═══ Passage for review ═══

DIFusio@

2024_05_22; 11:00 Doctoral Thesis Defence Nagore Sagastibeltza Galarraga

Image

Nagore Sagastibeltza Galarraga: "Nerbio-sistemaren aktibatzaileak identifikatzeko seinale fisiologikoen prozesamenduari aplikatutako Ikaskuntza Automatikoko teknikak"

Zuzendariak_Directores:  Ana Jesús Arruarte Lasa / Mikel Joseba Zorrilla Berasategui

2024_05_22, 17:30  Sala Ada Lovelace aretoa.

Abstract:

"Currently, the conception of health has expanded towards the comprehensive well-being of the patient, recognizing its scope beyond mere absence of diseases, including physical, mental, and social aspects. Given the changing requirements of the healthcare system, engineering and computer sciences are orientating towards the development of technologies that improve medical diagnostics and reduce costs in disease detection, covering a variety of situations that may go from the design of innovative drugs to the development of whole preventive medical programs. To achieve these goals, some research groups in the field of physiological computing are dedicated to creating computer systems that identify patterns in physiological signals. The use of these applications and systems goes beyond the mere medical diagnosis and are also useful for identifying and detecting people’s mental and emotional states. This way, the importance of interdisciplinary collaboration between the worlds of medicine and engineering becomes evident, emphasizing the need to seek synergies between these two disciplines in order to produce significant social, clinical, and technological progress in disease prevention, early detection and diagnosis.

═══ Information ═══

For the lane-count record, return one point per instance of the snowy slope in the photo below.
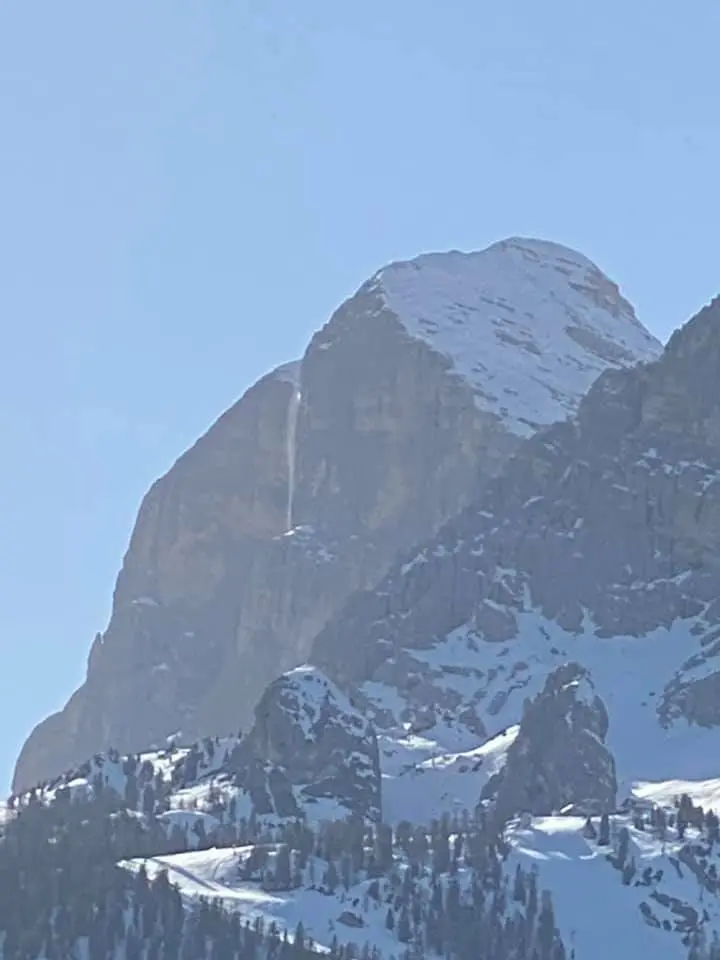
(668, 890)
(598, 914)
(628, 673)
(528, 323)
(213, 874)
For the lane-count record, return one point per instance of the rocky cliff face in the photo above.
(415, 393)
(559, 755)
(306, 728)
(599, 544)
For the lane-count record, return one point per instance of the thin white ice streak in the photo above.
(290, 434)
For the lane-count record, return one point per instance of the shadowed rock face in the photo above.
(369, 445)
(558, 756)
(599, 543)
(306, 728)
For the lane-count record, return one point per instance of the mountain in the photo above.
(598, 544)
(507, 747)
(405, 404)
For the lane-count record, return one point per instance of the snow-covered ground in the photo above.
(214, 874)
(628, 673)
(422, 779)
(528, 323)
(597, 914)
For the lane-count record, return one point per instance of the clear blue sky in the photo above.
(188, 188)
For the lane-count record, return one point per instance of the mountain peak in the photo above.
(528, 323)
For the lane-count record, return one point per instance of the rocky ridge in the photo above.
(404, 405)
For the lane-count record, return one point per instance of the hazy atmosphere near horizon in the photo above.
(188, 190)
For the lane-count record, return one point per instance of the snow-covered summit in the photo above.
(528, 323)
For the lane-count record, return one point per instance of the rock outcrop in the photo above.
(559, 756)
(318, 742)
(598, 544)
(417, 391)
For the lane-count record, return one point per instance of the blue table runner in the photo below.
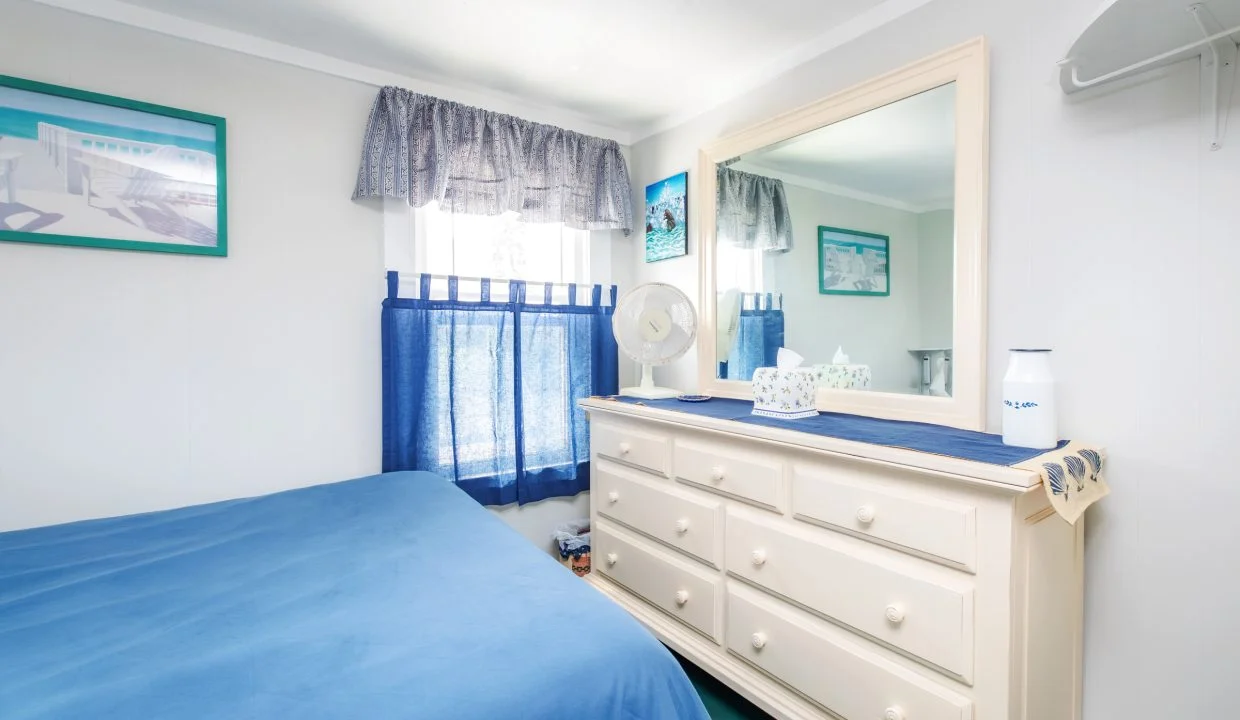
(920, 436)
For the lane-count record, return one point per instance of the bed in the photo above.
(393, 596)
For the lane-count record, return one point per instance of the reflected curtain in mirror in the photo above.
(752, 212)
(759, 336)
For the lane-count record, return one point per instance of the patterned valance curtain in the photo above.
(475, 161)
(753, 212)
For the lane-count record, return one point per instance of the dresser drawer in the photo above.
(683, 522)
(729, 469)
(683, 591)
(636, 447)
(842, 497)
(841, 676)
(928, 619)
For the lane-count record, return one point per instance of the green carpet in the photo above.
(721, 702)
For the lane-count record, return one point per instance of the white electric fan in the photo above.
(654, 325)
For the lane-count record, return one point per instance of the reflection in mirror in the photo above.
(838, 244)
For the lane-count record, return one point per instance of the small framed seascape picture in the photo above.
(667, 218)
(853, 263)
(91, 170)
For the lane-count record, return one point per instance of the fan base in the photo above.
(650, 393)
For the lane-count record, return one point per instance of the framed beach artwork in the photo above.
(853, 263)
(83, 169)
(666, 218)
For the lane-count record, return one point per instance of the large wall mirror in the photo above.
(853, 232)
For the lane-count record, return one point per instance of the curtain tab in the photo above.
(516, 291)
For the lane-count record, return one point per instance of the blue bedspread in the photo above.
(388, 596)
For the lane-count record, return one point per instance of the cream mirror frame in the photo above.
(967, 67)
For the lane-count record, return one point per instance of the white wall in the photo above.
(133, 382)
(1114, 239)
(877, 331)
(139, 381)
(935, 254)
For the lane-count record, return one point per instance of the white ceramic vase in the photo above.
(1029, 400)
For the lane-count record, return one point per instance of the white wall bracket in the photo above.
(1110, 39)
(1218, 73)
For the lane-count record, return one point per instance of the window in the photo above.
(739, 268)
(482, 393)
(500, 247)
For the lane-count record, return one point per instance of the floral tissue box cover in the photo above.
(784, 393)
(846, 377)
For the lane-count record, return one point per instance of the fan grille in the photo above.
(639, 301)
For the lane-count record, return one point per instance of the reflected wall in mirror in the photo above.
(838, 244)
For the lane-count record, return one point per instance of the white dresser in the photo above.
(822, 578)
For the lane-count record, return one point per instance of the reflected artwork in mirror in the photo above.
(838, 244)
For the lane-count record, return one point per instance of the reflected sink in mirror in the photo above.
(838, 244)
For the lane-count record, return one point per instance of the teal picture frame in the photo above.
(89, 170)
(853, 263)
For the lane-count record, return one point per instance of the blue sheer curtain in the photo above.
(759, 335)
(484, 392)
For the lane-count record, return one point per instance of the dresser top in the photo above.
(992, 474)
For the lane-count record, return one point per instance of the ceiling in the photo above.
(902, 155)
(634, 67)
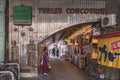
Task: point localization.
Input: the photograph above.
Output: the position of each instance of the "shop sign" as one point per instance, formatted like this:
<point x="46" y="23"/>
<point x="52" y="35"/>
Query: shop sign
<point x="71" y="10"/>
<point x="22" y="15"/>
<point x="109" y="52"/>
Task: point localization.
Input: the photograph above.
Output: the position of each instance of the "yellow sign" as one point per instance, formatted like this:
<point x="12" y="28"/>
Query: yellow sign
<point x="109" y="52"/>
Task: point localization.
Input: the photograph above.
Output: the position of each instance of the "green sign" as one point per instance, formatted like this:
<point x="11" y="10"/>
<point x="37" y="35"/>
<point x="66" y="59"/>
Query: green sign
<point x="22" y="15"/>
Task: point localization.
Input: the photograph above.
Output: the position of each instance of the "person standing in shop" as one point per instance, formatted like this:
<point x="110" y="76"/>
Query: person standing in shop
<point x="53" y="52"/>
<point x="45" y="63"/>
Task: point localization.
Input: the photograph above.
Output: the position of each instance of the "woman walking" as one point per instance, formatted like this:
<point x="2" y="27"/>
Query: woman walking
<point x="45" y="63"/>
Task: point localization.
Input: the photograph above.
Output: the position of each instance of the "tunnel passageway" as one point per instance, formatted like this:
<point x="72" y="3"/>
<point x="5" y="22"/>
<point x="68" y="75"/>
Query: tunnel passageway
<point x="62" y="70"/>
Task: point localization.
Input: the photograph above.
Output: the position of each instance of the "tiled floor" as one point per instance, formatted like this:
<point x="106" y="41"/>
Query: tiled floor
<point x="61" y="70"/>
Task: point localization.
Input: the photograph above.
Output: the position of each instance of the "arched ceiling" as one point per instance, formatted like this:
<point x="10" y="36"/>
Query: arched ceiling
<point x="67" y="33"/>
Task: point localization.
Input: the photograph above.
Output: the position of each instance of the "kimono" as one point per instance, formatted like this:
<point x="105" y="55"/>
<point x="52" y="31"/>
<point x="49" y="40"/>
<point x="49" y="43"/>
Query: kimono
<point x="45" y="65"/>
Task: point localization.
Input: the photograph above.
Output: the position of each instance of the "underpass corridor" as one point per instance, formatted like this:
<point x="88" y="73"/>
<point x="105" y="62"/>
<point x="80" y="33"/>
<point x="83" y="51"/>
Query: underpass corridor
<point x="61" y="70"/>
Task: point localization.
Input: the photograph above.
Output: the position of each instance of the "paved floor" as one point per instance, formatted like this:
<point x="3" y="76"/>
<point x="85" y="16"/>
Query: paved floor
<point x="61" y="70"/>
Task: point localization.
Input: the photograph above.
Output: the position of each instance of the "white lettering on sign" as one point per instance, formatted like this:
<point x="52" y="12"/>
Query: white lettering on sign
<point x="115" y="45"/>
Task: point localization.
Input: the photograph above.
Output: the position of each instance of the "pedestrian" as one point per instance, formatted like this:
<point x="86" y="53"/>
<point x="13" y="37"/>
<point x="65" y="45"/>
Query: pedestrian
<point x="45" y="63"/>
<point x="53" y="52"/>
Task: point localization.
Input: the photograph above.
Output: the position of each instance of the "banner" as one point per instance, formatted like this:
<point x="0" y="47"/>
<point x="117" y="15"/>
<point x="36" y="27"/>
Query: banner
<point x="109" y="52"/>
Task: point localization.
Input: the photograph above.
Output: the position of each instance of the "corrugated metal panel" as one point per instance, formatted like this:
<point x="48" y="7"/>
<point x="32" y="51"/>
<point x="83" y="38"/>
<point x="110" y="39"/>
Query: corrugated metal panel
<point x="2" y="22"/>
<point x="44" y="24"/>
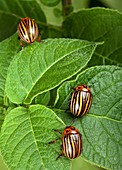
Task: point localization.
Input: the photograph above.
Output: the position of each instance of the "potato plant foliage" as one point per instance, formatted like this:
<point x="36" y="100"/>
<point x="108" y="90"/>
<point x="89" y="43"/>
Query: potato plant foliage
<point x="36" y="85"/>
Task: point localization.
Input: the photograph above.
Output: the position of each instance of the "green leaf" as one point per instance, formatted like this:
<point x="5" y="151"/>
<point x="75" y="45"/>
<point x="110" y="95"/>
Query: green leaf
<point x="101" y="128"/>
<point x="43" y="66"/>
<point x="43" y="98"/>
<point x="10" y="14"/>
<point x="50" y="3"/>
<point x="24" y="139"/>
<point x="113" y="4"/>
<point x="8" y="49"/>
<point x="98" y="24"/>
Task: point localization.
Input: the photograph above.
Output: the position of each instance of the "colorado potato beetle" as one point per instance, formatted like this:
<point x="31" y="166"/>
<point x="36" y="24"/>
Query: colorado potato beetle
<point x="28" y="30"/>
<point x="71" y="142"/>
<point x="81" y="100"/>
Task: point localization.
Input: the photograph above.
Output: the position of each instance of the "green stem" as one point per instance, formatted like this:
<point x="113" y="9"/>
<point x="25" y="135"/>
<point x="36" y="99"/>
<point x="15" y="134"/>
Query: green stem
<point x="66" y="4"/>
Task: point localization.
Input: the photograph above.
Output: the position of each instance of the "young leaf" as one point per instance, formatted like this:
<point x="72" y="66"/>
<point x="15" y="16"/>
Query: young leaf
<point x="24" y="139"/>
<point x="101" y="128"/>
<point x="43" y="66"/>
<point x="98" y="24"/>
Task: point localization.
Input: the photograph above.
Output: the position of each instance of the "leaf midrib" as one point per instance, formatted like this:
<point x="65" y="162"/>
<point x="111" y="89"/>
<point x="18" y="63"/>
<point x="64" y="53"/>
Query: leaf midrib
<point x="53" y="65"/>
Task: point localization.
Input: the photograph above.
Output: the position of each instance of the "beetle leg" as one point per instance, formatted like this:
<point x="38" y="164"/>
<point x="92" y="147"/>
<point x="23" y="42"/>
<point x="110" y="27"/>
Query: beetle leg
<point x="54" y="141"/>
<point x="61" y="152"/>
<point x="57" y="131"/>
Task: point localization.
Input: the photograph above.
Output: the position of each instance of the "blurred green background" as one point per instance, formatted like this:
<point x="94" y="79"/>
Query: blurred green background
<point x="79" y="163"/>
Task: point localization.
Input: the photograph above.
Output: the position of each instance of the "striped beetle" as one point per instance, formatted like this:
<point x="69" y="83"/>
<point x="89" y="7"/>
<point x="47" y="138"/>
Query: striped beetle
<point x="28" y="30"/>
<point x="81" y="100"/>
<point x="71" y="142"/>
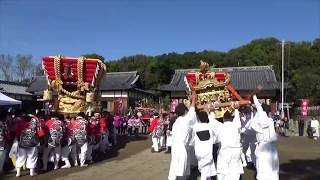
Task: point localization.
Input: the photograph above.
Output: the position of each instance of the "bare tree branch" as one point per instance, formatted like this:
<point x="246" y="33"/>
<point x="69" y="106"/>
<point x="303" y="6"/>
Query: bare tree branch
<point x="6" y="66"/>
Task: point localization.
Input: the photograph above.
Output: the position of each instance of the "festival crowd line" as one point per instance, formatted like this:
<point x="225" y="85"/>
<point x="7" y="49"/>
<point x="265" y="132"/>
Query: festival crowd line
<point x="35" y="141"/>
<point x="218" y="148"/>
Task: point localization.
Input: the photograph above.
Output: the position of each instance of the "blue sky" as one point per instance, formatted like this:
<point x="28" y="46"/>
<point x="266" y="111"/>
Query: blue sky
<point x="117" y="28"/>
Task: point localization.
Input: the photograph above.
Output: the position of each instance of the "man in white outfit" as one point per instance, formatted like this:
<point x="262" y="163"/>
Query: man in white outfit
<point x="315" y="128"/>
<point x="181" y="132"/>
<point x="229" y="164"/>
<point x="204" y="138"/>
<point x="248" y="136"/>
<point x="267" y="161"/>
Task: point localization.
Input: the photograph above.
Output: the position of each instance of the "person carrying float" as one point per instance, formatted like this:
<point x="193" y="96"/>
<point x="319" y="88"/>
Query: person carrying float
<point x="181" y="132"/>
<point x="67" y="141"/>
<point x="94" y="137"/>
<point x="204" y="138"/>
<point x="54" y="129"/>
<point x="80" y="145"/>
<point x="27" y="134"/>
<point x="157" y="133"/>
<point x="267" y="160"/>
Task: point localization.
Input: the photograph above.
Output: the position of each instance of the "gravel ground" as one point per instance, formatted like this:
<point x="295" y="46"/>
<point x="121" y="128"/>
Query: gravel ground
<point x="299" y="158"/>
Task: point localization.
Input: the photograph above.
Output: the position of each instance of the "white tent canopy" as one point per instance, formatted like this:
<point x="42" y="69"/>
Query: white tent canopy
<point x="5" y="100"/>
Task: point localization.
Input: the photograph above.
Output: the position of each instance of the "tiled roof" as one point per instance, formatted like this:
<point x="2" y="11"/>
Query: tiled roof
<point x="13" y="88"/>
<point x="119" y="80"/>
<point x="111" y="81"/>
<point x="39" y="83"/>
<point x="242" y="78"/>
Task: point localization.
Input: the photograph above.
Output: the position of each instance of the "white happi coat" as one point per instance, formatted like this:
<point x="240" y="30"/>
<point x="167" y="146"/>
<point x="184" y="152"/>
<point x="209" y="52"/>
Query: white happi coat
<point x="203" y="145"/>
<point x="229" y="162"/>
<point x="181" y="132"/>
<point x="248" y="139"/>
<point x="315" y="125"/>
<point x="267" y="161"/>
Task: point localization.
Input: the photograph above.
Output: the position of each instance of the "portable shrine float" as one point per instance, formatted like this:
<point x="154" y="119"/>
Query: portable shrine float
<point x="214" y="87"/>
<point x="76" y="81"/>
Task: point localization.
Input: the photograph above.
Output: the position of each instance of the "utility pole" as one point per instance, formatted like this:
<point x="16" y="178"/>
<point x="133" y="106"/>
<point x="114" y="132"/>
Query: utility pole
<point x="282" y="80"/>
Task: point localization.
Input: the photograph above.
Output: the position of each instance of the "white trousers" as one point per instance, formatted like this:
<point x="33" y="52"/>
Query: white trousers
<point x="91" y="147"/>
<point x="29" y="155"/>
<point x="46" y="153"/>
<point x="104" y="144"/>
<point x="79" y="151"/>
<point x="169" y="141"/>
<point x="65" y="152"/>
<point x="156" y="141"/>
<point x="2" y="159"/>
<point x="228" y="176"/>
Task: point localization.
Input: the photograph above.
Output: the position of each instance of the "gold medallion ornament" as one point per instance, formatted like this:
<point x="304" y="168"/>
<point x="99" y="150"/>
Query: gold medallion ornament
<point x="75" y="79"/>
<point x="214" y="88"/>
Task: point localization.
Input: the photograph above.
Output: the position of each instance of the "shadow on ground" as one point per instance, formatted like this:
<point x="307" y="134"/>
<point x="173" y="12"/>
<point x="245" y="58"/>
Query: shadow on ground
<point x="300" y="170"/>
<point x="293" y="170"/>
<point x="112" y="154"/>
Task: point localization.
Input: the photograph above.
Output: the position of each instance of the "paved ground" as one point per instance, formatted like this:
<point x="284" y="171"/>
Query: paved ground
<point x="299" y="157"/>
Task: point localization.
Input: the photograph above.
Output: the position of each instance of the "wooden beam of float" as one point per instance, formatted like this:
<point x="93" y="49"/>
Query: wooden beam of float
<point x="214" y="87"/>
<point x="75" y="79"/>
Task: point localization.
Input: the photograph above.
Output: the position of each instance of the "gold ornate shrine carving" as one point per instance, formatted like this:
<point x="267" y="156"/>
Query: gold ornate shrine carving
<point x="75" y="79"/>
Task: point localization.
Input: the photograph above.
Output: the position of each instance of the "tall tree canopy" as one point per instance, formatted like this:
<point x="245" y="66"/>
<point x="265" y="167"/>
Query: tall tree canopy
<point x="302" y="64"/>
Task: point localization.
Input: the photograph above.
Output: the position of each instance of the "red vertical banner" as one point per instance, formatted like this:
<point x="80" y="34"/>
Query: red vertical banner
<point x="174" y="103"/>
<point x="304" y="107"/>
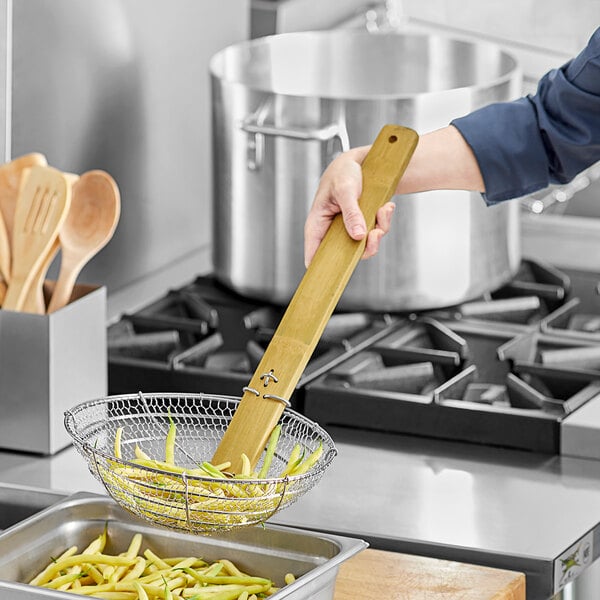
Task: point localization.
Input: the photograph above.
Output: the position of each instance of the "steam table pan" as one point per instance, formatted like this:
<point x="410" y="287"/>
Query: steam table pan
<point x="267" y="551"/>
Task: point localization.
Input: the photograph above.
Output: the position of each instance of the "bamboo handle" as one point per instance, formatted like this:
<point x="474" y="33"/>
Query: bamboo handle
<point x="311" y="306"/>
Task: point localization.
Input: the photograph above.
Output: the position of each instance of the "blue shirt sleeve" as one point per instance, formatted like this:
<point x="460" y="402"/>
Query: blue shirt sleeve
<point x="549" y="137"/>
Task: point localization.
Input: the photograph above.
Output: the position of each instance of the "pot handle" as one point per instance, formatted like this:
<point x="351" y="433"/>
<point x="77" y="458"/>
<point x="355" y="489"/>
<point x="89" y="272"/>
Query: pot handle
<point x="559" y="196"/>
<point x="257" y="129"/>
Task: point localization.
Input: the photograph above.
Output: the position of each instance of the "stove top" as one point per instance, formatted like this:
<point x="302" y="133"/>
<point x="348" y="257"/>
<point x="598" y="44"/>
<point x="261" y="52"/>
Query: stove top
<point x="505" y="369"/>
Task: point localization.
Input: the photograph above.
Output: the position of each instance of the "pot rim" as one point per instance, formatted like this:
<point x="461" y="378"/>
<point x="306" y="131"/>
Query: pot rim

═══

> [Required tasks]:
A – Reproduce the stretch of the thesis announcement from "2024_05_22; 11:00 Doctoral" through "Ada Lovelace aretoa.".
B – According to the thesis announcement, why are engineering and computer sciences orienting toward technologies that improve medical diagnostics and reduce the costs of detecting disease? Answer in one to three sentences.
C – Pick up the thesis announcement's abstract after its last sentence and continue it.
The records are separate material from the thesis announcement.

> [Results]:
A –
2024_05_22; 11:00 Doctoral Thesis Defence Nagore Sagastibeltza Galarraga

Image

Nagore Sagastibeltza Galarraga: "Nerbio-sistemaren aktibatzaileak identifikatzeko seinale fisiologikoen prozesamenduari aplikatutako Ikaskuntza Automatikoko teknikak"

Zuzendariak_Directores:  Ana Jesús Arruarte Lasa / Mikel Joseba Zorrilla Berasategui

2024_05_22, 17:30  Sala Ada Lovelace aretoa.

B – They are doing so because the requirements of the healthcare system are changing. The conception of health has widened beyond the mere absence of disease to the patient's comprehensive well-being, which includes physical, mental, and social aspects.

C –
In this context, this thesis essentially deals with two research lines. The first focuses on the detection of episodes of autonomic dysreflexia in patients with cervical or high dorsal spinal cord injuries. After suffering a spinal cord injury, the local circuits that are regulated by sympathetic neurons may also suffer plastic changes. The main goal of this line is to develop a Machine Learning-based system to address the challenge of the initial diagnosis of autonomic dysreflexia in patients with spinal cord injuries, minimizing the need to use invasive methods for such diagnosis. To achieve this objective, this thesis proposes using a hierarchical classification system that divides the diagnosis into two levels and that only uses features that can be extracted non-invasively. In summary, the contribution made in this line poses the hypothesis that it is possible to perform the initial diagnosis of the disease through Machine Learning-based systems and non-invasive features.

On the other hand, the second research line focuses on the automatic detection of mental states. This line starts with the premise that emotional changes, especially in situations of stress and relaxation, have a direct impact on the individual’s autonomic nervous system. The autonomic nervous system has such a high sensitivity that the physiological changes that occur when a person relaxes are different depending on whether they occur in a stressful or calm situation. Thus, this line of research specifically targets the automatic detection and identification of different emotional substates within a specific mental state: relaxation."